→ **Tasks to carry out**:
[a] Write out the stretch of the hormones passage from "If you know" through "and fat synthesis.".
[b] According to the hormones passage, why do most people throw up their hands in bewilderment, and what does it say keeps that from happening?
[c] Pick up the hormones passage after its last sentence and write the next part.

=== Given passage ===

If you know anything about fat loss and athletic performance, you’re aware that hormones are easily one of the most important factors.
 
In fact, hormones affect all aspects of human function. They dictate mood, allowing us to be upbeat and on top of the world, or depressed and tired.
 
They trigger muscle contractions and stimulate protein and fat synthesis.
They enable world champion athletic performances, govern metabolic rate, and tell us when we’re hungry.
 
But hormones don’t exist in a vacuum. Instead, hormone levels are constantly in flux, playing off each other and determining how we perform in the world.
 
The complexity of hormones makes most people throw up their hands in bewilderment. This doesn’t need to happen if you start by developing a basic understanding of hormones and how they affect health, athleticism, and body composition.
 
This article will give you the ten most important facts about hormones for optimal body composition and health.

=== Records shown ===

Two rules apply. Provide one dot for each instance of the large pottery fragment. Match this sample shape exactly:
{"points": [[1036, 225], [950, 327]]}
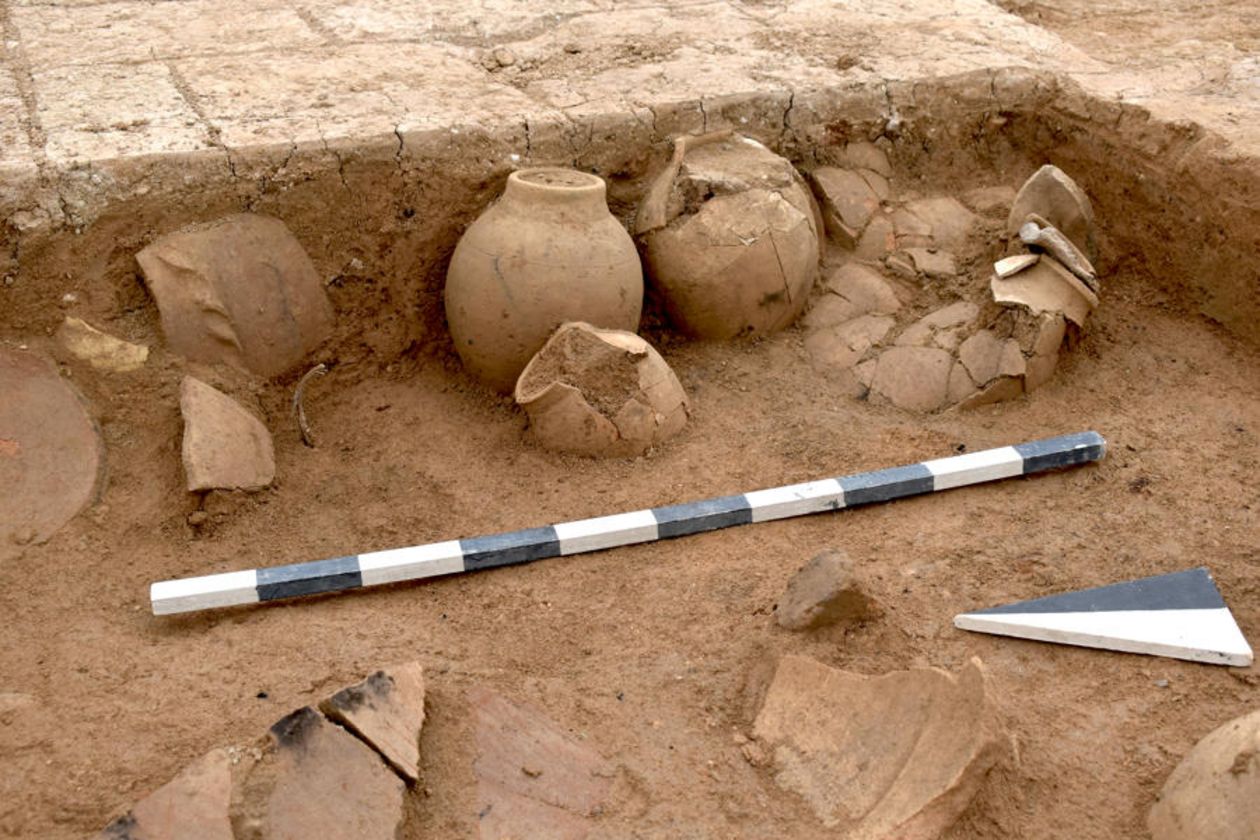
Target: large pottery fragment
{"points": [[533, 780], [51, 454], [600, 393], [731, 237], [1215, 791], [892, 757], [240, 291]]}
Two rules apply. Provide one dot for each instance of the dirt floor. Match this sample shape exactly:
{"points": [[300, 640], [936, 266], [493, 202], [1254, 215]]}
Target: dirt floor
{"points": [[650, 654]]}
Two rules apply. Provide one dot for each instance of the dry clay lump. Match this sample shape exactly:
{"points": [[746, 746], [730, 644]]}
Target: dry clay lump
{"points": [[731, 237], [240, 291], [1215, 792], [897, 756], [306, 778], [51, 454], [823, 592], [547, 252], [226, 447], [601, 393]]}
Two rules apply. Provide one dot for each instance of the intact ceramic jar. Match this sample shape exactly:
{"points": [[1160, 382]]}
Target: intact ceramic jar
{"points": [[547, 252]]}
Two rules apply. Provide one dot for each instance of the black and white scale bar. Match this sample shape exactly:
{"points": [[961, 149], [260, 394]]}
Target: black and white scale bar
{"points": [[1179, 615], [620, 529]]}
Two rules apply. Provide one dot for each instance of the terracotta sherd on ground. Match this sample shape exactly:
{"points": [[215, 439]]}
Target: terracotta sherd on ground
{"points": [[241, 291], [881, 757], [224, 447], [195, 805], [51, 455], [532, 778], [386, 710], [1215, 792], [732, 238], [601, 393]]}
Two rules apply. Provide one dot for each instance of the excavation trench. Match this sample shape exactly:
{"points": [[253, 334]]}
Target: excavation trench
{"points": [[650, 654]]}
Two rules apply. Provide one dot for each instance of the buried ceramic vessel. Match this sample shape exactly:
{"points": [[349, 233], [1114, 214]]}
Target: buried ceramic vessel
{"points": [[600, 393], [548, 251]]}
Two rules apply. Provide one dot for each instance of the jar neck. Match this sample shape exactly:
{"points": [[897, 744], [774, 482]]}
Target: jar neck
{"points": [[555, 189]]}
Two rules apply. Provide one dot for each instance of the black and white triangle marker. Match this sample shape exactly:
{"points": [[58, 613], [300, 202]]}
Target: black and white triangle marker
{"points": [[1178, 615]]}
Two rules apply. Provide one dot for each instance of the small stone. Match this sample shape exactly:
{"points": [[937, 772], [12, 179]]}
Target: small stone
{"points": [[877, 183], [1043, 237], [949, 222], [911, 231], [864, 289], [1008, 266], [224, 447], [990, 200], [1040, 370], [862, 154], [315, 780], [829, 310], [387, 712], [864, 373], [844, 345], [877, 239], [960, 384], [1055, 197], [847, 202], [901, 754], [1046, 287], [901, 266], [101, 350], [914, 378], [1215, 791], [934, 263], [824, 592], [192, 806], [998, 391], [240, 290]]}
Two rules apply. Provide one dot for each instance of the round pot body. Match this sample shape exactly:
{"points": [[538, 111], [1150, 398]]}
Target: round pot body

===

→ **Answers for each item**:
[a]
If you know anything about fat loss and athletic performance, you’re aware that hormones are easily one of the most important factors.
 
In fact, hormones affect all aspects of human function. They dictate mood, allowing us to be upbeat and on top of the world, or depressed and tired.
 
They trigger muscle contractions and stimulate protein and fat synthesis.

[b] Most people throw up their hands in bewilderment because hormones are complex. The passage says this can be avoided by first developing a basic understanding of hormones and of how they affect health, athleticism, and body composition.

[c]
#1: There are three ways the body balances hormone levels:
First, hormones influence secretion of other hormones. For example, when you experience stress, the anterior pituitary gland secretes ACTH, which triggers the release of cortisol from the adrenal gland.
 
As cortisol levels rise, they exert negative feedback to the pituitary, inhibiting further release of ACTH so that cortisol levels don’t continue rising.
 
Second, changing levels of nutrients in the blood and other body fluids stimulate hormone release. For example, when you eat a meal containing carbs, blood sugar (glucose) increases, prompting the pancreas to release insulin. Insulin binds with cells to facilitate glucose entry into the cells to be burned for energy. Blood sugar levels decline, and the stimulus for insulin release is reduced.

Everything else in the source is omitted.